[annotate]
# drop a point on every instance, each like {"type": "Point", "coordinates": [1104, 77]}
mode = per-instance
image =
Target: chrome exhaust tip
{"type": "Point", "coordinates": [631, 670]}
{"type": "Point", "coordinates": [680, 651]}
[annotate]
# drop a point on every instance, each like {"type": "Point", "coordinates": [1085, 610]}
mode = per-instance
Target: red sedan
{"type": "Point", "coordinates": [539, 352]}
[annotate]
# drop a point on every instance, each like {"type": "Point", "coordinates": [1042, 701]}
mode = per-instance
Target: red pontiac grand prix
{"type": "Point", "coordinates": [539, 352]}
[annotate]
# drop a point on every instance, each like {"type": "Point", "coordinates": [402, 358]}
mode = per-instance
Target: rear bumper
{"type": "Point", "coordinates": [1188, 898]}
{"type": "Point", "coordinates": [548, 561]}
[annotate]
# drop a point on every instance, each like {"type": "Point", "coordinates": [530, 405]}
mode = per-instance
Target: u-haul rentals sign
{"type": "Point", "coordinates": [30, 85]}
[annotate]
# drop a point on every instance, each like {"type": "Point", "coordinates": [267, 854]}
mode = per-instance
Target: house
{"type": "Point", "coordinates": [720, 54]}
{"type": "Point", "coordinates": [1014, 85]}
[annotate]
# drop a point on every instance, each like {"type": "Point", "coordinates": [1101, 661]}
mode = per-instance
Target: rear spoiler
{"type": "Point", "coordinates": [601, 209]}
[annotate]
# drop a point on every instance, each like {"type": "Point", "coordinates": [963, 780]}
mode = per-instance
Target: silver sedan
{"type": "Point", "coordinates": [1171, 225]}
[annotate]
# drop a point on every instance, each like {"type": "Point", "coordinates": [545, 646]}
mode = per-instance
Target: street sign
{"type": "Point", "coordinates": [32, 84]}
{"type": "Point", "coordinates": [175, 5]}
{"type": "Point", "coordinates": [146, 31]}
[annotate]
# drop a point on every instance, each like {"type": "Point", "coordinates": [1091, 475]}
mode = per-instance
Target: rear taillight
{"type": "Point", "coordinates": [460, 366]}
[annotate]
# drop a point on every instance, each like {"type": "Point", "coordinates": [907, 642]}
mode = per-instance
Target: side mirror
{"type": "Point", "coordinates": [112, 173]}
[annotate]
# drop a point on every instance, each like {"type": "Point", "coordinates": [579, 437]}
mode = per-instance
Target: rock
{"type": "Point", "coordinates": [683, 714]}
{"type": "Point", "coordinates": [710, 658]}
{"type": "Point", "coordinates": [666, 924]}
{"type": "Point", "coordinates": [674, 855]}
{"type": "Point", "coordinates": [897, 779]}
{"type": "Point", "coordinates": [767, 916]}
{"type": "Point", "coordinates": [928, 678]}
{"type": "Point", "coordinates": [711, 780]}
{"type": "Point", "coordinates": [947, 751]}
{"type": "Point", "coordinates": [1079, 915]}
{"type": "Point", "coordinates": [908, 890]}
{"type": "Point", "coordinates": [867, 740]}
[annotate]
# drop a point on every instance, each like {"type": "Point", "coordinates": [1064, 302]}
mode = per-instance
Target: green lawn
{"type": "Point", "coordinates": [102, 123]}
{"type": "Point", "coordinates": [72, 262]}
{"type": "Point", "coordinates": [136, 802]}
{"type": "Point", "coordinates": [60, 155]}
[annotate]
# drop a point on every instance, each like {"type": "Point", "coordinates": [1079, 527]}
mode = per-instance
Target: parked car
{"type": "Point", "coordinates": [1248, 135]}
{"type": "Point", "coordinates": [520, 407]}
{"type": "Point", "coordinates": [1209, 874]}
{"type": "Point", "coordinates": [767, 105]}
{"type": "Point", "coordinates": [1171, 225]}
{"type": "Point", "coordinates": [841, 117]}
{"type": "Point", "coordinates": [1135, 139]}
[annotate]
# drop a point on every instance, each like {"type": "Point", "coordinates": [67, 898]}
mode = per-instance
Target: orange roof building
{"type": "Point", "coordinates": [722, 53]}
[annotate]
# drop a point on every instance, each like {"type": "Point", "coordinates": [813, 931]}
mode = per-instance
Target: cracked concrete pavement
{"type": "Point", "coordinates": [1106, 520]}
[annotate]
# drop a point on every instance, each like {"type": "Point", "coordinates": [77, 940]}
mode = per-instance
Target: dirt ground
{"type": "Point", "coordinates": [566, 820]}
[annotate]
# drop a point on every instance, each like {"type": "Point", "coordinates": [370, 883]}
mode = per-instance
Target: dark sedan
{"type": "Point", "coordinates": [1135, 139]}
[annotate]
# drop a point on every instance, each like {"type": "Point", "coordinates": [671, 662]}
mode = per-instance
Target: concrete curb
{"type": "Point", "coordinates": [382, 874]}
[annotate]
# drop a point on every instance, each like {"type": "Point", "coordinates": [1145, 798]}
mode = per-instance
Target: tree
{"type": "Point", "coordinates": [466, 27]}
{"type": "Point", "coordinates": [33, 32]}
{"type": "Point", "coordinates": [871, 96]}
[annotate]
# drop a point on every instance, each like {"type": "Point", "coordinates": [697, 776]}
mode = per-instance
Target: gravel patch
________________
__WHAT YOU WILL DO__.
Output the whole listing above again, word for word.

__RESULT OF THIS EXERCISE__.
[annotate]
# drop a point on every instance, each like {"type": "Point", "coordinates": [1104, 77]}
mode = per-instance
image =
Target: chrome exhaust tip
{"type": "Point", "coordinates": [631, 670]}
{"type": "Point", "coordinates": [680, 651]}
[annotate]
# drop a point on every instance, each like {"type": "Point", "coordinates": [1085, 610]}
mode = per-instance
Target: red sedan
{"type": "Point", "coordinates": [539, 352]}
[annotate]
# drop a point on every instance, each like {"type": "Point", "coordinates": [1042, 701]}
mode = per-instance
Target: red pontiac grand prix
{"type": "Point", "coordinates": [539, 352]}
[annotate]
# drop a point on every instance, each like {"type": "Point", "coordinates": [402, 358]}
mode = per-instance
Target: rear bumper
{"type": "Point", "coordinates": [1188, 898]}
{"type": "Point", "coordinates": [548, 561]}
[annotate]
# drop a point on every instance, each like {"type": "Point", "coordinates": [530, 405]}
mode = per-instance
Target: u-haul rentals sign
{"type": "Point", "coordinates": [30, 85]}
[annotate]
# drop a point on every instance, each like {"type": "Point", "coordinates": [267, 854]}
mode = per-instance
Target: house
{"type": "Point", "coordinates": [720, 54]}
{"type": "Point", "coordinates": [1014, 85]}
[annotate]
# drop a point on every instance, each like {"type": "Point", "coordinates": [1101, 661]}
mode = per-instance
Target: rear spoiler
{"type": "Point", "coordinates": [601, 209]}
[annotate]
# drop a point on every instance, each like {"type": "Point", "coordinates": [963, 780]}
mode = per-instance
Target: silver sedan
{"type": "Point", "coordinates": [1171, 225]}
[annotate]
# drop a point on every instance, each like {"type": "Point", "coordinates": [545, 646]}
mode = per-instance
Target: street sign
{"type": "Point", "coordinates": [32, 84]}
{"type": "Point", "coordinates": [175, 5]}
{"type": "Point", "coordinates": [146, 31]}
[annotate]
# drop a point on every instance, each like {"type": "Point", "coordinates": [1091, 475]}
mode = per-instance
Target: rear taillight
{"type": "Point", "coordinates": [460, 366]}
[annotate]
# drop a point on every instance, each like {"type": "Point", "coordinates": [907, 642]}
mode = per-instance
Target: side mirror
{"type": "Point", "coordinates": [112, 173]}
[annotate]
# drop a point on every instance, each like {"type": "Point", "coordinates": [579, 437]}
mode = per-instance
Target: rock
{"type": "Point", "coordinates": [683, 714]}
{"type": "Point", "coordinates": [710, 658]}
{"type": "Point", "coordinates": [666, 924]}
{"type": "Point", "coordinates": [674, 855]}
{"type": "Point", "coordinates": [897, 779]}
{"type": "Point", "coordinates": [767, 916]}
{"type": "Point", "coordinates": [928, 678]}
{"type": "Point", "coordinates": [711, 780]}
{"type": "Point", "coordinates": [947, 751]}
{"type": "Point", "coordinates": [1079, 915]}
{"type": "Point", "coordinates": [908, 890]}
{"type": "Point", "coordinates": [867, 740]}
[annotate]
# drop a point on every instance, each like {"type": "Point", "coordinates": [1064, 302]}
mode = per-instance
Target: green lawn
{"type": "Point", "coordinates": [102, 123]}
{"type": "Point", "coordinates": [72, 262]}
{"type": "Point", "coordinates": [136, 802]}
{"type": "Point", "coordinates": [60, 155]}
[annotate]
# drop a point on every instance, each like {"type": "Point", "coordinates": [1079, 527]}
mode = per-instance
Target: parked car
{"type": "Point", "coordinates": [1248, 135]}
{"type": "Point", "coordinates": [520, 407]}
{"type": "Point", "coordinates": [1209, 874]}
{"type": "Point", "coordinates": [767, 105]}
{"type": "Point", "coordinates": [1171, 225]}
{"type": "Point", "coordinates": [841, 117]}
{"type": "Point", "coordinates": [1135, 139]}
[annotate]
# drop a point on every instance, each like {"type": "Point", "coordinates": [67, 898]}
mode = per-instance
Target: orange roof building
{"type": "Point", "coordinates": [722, 53]}
[annotate]
# drop a point on every instance, each like {"type": "Point", "coordinates": [813, 931]}
mode = per-instance
Target: cracked concrete pavement
{"type": "Point", "coordinates": [1106, 520]}
[annotate]
# drop a point on every instance, each like {"type": "Point", "coordinates": [77, 940]}
mode = per-instance
Target: dirt ground
{"type": "Point", "coordinates": [566, 820]}
[annotate]
# drop a point on every instance, each like {"type": "Point", "coordinates": [370, 883]}
mode = per-instance
Target: dark sedan
{"type": "Point", "coordinates": [1135, 139]}
[annotate]
# drop a point on every instance, each like {"type": "Point", "coordinates": [671, 662]}
mode = per-instance
Target: concrete curb
{"type": "Point", "coordinates": [382, 874]}
[annotate]
# drop a point on every instance, each like {"type": "Point", "coordinates": [1145, 798]}
mode = per-instance
Target: tree
{"type": "Point", "coordinates": [466, 27]}
{"type": "Point", "coordinates": [33, 32]}
{"type": "Point", "coordinates": [871, 96]}
[annotate]
# drop a point on every instance, each like {"type": "Point", "coordinates": [697, 776]}
mode = per-instance
Target: gravel patch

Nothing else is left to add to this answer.